**Supplied material:**
# # # #

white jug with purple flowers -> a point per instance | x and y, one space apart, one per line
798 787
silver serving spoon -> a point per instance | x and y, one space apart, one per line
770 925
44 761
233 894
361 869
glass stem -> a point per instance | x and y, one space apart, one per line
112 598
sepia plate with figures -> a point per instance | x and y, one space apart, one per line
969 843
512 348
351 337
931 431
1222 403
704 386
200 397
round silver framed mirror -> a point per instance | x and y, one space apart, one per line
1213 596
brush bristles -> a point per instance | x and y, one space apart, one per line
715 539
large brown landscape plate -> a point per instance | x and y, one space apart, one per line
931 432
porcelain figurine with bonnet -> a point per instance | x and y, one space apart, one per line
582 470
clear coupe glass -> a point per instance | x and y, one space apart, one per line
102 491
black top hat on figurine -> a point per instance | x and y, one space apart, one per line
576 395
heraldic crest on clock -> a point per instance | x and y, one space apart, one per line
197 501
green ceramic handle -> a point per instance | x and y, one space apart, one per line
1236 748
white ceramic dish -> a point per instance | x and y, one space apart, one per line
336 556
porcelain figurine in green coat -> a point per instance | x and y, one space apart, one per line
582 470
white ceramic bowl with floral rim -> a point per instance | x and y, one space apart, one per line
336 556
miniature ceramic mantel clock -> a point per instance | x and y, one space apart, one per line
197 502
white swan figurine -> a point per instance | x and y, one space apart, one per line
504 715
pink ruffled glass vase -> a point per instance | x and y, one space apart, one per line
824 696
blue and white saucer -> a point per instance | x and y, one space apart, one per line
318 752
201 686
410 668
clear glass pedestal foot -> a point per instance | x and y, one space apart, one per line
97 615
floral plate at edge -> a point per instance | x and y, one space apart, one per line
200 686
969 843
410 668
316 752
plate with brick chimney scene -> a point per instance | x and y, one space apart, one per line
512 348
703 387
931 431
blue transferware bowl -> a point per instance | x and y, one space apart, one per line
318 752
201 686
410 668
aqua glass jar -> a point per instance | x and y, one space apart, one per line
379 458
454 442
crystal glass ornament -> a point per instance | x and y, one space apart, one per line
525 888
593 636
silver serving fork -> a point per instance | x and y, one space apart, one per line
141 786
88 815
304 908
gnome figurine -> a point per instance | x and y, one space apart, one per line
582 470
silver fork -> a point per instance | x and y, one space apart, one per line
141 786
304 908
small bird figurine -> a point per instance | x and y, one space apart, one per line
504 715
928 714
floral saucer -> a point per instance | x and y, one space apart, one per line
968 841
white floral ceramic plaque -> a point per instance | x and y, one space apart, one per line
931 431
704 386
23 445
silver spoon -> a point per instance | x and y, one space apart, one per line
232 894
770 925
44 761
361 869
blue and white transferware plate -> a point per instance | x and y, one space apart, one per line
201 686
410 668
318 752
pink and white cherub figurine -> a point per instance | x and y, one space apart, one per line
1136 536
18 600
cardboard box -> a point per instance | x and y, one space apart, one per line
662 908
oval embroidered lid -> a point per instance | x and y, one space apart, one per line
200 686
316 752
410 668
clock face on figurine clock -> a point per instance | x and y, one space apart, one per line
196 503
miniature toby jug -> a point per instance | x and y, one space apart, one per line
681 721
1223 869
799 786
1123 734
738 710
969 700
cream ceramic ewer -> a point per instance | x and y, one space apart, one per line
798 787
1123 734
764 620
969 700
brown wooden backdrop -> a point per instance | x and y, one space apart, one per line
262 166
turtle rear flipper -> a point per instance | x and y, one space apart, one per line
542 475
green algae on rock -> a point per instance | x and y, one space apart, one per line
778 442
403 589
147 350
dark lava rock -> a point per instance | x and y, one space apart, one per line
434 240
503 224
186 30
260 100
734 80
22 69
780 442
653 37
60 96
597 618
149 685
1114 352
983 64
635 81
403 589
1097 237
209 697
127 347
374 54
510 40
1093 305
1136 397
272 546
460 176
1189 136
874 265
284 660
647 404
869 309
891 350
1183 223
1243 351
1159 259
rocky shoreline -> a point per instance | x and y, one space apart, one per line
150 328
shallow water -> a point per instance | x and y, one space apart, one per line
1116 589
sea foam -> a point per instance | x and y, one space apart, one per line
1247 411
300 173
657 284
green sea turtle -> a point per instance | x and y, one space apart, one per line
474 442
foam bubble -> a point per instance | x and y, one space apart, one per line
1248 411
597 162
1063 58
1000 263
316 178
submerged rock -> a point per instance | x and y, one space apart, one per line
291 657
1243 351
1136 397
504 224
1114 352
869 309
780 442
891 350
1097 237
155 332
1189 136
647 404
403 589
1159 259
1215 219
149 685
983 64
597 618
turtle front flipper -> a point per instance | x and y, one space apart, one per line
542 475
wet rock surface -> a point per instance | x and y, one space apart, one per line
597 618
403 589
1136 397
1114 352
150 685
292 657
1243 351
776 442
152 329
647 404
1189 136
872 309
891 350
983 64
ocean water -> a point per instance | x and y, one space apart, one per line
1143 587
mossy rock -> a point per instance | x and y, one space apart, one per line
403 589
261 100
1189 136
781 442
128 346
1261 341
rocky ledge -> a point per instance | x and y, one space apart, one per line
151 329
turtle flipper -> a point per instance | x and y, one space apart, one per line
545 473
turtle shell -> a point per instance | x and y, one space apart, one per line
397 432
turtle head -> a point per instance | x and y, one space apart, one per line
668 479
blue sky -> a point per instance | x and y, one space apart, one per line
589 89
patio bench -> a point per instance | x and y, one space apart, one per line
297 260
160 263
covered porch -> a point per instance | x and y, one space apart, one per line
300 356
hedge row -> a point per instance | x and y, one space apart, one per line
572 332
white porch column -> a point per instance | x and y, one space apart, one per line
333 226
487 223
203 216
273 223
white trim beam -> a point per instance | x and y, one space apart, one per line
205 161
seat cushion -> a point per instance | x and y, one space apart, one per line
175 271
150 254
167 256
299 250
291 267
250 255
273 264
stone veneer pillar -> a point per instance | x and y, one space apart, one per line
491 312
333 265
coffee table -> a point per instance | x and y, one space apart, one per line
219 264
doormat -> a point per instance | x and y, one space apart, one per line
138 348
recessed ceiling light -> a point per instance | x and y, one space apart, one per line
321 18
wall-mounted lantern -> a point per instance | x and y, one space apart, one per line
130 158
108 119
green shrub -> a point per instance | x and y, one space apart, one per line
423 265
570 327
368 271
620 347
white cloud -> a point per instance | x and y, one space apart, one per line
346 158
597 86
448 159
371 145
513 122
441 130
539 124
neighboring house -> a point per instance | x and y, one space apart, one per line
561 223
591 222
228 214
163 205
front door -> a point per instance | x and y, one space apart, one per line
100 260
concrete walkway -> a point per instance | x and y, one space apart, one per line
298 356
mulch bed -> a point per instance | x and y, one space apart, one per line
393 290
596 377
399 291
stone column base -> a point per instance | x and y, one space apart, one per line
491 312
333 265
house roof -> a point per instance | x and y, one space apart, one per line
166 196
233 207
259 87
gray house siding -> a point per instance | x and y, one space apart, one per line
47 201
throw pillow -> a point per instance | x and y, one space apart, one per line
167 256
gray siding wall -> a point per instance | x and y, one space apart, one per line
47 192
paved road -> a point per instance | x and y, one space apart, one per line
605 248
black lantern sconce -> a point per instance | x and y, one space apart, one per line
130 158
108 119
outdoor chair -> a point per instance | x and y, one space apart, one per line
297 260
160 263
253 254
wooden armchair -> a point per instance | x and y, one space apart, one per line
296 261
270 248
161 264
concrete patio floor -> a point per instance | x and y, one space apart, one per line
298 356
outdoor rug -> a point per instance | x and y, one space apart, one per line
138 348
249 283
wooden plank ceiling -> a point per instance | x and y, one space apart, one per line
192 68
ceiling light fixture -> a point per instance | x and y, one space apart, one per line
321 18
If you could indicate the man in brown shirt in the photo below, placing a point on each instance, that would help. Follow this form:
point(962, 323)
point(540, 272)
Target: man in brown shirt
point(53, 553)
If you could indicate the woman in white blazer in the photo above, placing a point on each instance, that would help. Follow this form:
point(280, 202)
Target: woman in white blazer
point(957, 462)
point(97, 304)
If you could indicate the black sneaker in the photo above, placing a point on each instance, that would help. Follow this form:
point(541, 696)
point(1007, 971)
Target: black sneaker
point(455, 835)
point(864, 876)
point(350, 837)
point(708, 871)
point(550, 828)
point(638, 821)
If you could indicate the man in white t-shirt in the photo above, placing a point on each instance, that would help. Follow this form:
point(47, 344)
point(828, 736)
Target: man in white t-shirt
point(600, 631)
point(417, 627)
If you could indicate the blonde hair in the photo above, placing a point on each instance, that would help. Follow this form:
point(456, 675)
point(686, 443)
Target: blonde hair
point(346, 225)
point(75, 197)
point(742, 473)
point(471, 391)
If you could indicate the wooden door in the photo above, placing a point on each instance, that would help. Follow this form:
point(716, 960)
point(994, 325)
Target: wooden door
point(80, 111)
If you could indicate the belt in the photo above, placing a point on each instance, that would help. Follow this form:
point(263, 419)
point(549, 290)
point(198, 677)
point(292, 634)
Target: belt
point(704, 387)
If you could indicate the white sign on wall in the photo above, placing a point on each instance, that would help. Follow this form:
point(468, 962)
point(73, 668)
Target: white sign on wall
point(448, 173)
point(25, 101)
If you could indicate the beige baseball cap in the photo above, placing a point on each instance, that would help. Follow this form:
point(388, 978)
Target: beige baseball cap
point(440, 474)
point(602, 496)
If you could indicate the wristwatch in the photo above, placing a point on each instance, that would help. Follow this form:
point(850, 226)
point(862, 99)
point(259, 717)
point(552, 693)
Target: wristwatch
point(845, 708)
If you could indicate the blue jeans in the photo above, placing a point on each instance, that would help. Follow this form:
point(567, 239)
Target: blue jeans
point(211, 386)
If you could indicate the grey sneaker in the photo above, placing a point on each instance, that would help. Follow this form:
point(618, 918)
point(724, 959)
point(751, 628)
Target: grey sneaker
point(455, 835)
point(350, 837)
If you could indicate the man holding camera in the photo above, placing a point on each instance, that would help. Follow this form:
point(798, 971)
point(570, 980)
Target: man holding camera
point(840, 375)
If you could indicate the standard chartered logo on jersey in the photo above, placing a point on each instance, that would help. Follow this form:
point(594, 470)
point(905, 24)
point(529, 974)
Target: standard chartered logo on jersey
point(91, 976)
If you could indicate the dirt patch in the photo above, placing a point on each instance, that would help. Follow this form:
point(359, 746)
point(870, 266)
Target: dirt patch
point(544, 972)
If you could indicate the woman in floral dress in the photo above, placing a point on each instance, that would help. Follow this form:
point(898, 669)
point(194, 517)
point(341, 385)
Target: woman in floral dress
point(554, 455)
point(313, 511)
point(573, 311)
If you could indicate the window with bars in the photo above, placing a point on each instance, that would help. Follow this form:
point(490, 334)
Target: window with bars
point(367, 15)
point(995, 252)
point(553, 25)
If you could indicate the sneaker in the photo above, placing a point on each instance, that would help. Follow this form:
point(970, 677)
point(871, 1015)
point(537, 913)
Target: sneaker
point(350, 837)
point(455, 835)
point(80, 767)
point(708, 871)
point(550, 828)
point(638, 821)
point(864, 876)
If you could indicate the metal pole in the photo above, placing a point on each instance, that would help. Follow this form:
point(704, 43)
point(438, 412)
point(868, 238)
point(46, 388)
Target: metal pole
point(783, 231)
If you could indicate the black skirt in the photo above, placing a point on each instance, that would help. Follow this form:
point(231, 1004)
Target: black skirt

# # # #

Rewrite the lines of data starting at the line that contains "ceiling light fixture" and ending at the line that contains "point(53, 553)", substituting "gray sweater" for every "brown shirt" and changing nothing else. Give back only those lines.

**Completed task:**
ceiling light fixture -> a point per instance | x and y, one space apart, one per line
321 18
If you could indicate the man in gray sweater in the photo below, placing a point on each instance, that would help. Follow this form:
point(962, 323)
point(540, 272)
Target: man in gray sweater
point(53, 553)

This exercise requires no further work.